#### [Problem statement]
This exercise calls for an exact copy of the listing below.

#### [Record excerpts]
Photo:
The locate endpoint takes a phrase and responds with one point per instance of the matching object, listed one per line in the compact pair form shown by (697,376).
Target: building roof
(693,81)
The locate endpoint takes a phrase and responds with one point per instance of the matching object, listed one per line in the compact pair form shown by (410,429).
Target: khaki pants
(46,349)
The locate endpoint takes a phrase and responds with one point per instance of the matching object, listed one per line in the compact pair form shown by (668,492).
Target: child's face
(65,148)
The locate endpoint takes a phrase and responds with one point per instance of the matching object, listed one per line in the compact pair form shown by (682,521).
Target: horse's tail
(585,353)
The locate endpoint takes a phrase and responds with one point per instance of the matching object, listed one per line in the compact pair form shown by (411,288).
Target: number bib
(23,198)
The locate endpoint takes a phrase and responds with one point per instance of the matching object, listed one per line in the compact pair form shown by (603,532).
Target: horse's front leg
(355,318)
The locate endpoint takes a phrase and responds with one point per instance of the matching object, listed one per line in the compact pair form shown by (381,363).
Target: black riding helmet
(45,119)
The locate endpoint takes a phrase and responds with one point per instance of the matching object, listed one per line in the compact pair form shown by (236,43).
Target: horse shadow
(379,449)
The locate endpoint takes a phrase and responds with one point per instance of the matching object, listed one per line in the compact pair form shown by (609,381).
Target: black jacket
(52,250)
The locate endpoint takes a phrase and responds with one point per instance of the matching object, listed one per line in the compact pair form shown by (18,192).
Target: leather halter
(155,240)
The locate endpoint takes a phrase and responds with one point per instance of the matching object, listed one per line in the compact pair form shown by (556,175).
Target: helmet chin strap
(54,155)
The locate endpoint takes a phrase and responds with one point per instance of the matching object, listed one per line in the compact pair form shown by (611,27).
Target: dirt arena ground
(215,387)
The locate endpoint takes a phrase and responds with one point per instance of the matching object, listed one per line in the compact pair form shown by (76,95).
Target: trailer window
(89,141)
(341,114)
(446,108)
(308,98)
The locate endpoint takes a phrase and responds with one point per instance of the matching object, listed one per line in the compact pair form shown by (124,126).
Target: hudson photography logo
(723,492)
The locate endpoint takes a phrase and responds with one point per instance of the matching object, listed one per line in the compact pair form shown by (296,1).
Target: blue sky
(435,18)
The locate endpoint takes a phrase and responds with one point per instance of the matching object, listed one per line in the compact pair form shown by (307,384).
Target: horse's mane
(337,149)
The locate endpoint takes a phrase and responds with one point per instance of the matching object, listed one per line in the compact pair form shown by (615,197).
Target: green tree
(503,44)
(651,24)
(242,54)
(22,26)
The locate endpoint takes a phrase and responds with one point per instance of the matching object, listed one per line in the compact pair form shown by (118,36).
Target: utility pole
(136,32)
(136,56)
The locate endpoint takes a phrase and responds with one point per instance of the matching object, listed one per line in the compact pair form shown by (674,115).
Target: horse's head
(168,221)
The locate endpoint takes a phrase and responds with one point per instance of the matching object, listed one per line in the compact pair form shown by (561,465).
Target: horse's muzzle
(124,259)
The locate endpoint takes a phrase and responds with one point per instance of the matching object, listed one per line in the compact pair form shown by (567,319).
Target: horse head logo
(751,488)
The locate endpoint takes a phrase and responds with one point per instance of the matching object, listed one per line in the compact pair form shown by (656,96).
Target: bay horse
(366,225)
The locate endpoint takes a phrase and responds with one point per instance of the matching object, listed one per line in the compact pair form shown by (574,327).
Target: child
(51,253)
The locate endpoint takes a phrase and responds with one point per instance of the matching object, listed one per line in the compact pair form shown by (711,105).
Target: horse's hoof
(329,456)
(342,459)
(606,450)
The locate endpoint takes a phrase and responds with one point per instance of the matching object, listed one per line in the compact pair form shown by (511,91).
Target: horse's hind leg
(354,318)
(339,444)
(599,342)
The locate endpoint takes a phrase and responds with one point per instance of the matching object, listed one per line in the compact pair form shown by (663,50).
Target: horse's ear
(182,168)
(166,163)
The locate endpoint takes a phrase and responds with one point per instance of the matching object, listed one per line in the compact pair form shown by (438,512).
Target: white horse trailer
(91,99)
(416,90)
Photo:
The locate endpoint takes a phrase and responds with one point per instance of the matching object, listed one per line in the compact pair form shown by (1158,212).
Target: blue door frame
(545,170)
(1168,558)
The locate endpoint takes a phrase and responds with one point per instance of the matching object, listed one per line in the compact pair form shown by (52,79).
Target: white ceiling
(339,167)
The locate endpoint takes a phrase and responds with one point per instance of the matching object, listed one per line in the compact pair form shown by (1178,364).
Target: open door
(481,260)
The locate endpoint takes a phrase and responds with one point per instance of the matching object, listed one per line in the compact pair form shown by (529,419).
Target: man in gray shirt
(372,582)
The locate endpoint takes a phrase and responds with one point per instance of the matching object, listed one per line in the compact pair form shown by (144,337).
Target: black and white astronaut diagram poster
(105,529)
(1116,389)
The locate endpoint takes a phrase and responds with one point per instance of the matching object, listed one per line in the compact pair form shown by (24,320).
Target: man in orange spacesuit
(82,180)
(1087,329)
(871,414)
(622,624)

#### [Completed exercise]
Photo:
The locate endpoint takes a phrase and responds with one point per instance of the matching object, listed one per line in the compact pair form shown by (697,376).
Target: building roof
(693,81)
The locate endpoint takes a phrase and responds with one point per instance of the matching object, listed one per line in the compact pair form shown by (410,429).
Target: khaki pants
(46,349)
The locate endpoint takes a phrase and responds with one point per instance of the matching object, listed one per line in the compact pair form shown by (668,492).
Target: child's face
(65,148)
The locate endpoint takes a phrase and responds with one point per instance of the matching object, listed one per line in the compact pair form shown by (682,521).
Target: horse's tail
(585,353)
The locate endpoint takes a phrase and responds with one point per instance of the matching object, listed one per line in the compact pair form shown by (411,288).
Target: number bib
(23,198)
The locate endpoint takes a phrase and responds with one point per instance of the matching object, listed one per line in the compact pair form shown by (603,532).
Target: horse's front leg
(355,318)
The locate endpoint takes a phrase and responds with one point per instance of the matching object, listed one per line in the compact pair form shown by (381,363).
Target: black riding helmet
(45,119)
The locate endpoint takes a phrase and responds with one point per instance of the matching object, listed one per line in the compact pair form shown by (236,43).
Target: horse shadow
(379,449)
The locate endpoint takes a phrase and responds with one point per instance of the matching object, listed one per line in the compact pair form shown by (609,381).
Target: black jacket
(52,250)
The locate endpoint takes a phrase and responds with one point per instance of the matching object, listed one per line in the compact pair form shown by (18,192).
Target: leather halter
(155,240)
The locate endpoint takes a phrase and responds with one point per instance of the matching object, listed one per line in the compact pair form shown by (556,175).
Target: helmet chin strap
(54,155)
The locate endpoint takes a phrase and responds with one point per instance of the matching object, listed one per line in the compact pair form shown by (611,27).
Target: dirt arena ground
(215,387)
The locate endpoint takes a phrase and responds with one point per instance of the matching object, listed one per line in the compact pair form shown by (76,95).
Target: trailer window
(89,141)
(341,114)
(446,108)
(308,98)
The locate endpoint takes a phrase and responds with one point per instance of the matching object, listed one per line in the compact pair form shown by (124,126).
Target: hudson photography logo
(723,492)
The locate endpoint takes a phrase and responds with one point per instance of the matching object, listed one per line in the compact pair form shown by (296,1).
Target: blue sky
(435,18)
The locate endpoint takes a phrase and responds with one point per instance of the matching object, listed one per line in the compact pair form shown by (307,384).
Target: horse's mane
(337,149)
The locate endpoint takes a phrase and responds with one point per instance of the matching object, listed one per line in the compact pair form shown by (615,197).
Target: green tree
(503,44)
(651,24)
(242,54)
(22,26)
The locate endpoint takes a phrase and responds with one point per instance of the matching object, listed one per line in the compact pair form shown by (118,36).
Target: utility pole
(136,32)
(136,56)
The locate endpoint takes a phrase and responds with one point per instance of the matching object, listed one per line in the compact pair form shown by (674,115).
Target: horse's head
(168,221)
The locate endpoint takes a phrase and responds with one point per instance of the matching object, listed one per line in the compact pair form shown by (561,465).
Target: horse's muzzle
(124,259)
The locate endpoint takes a phrase and responds with one point per instance of the matching object, listed one per line in the compact pair form shown by (567,319).
Target: horse head logo
(751,488)
The locate endpoint takes a phrase and responds with one point per instance of the matching object, listed one per line in the compact pair form shown by (656,96).
Target: bay horse
(366,225)
The locate endpoint takes a phrase and responds with one point per instance of the matching object, listed one per line in the compact pair form shown by (574,327).
Target: child
(51,253)
The locate endpoint takes a phrase and responds with one point per instance of the matching object, listed one per line in the compact pair form shown by (711,105).
Target: horse's hoof
(329,456)
(342,459)
(606,450)
The locate endpoint takes a phrase and responds with one point per instance of the matching object, listed one per line in the compact pair form shown by (511,91).
Target: horse's hind leg
(354,318)
(339,444)
(599,342)
The locate endpoint takes a phrase and responds with one point per instance of the matching object, listed one per line in the compact pair form shown by (663,50).
Target: horse's ear
(182,168)
(166,163)
The locate endpoint takes a phrase and responds with one point per instance of the matching object, listed one per line in the compact pair form shown by (438,512).
Target: white horse trailer
(91,99)
(416,90)
Photo:
The locate endpoint takes a phrase and responds with one point per instance of the matching object, listed one per line in the compact pair form shown by (1158,212).
Target: blue door frame
(545,170)
(1168,558)
The locate endpoint takes a phrase and responds with one point per instance of the matching object, listed one per line in the compact pair form shown by (52,79).
Target: white ceiling
(339,167)
The locate endpoint takes a phrase and responds with one point per instance of the matching object, listed one per line in the compact pair form shown by (1178,364).
Target: open door
(481,260)
The locate endpoint takes a phrase and responds with one point per instance of the matching object, listed one per line in the compact pair form shown by (529,419).
Target: man in gray shirt
(372,582)
The locate endpoint takes a phrase and responds with one point per instance of the matching object, listed one per line in the compact pair form shown by (144,337).
Target: black and white astronaut diagram poster
(105,529)
(1116,389)
The locate endpoint takes a phrase and responds with one point per instance of the matching object, listed one per line in the compact pair form shown by (24,320).
Target: man in orange spacesuit
(82,180)
(1087,329)
(871,414)
(622,624)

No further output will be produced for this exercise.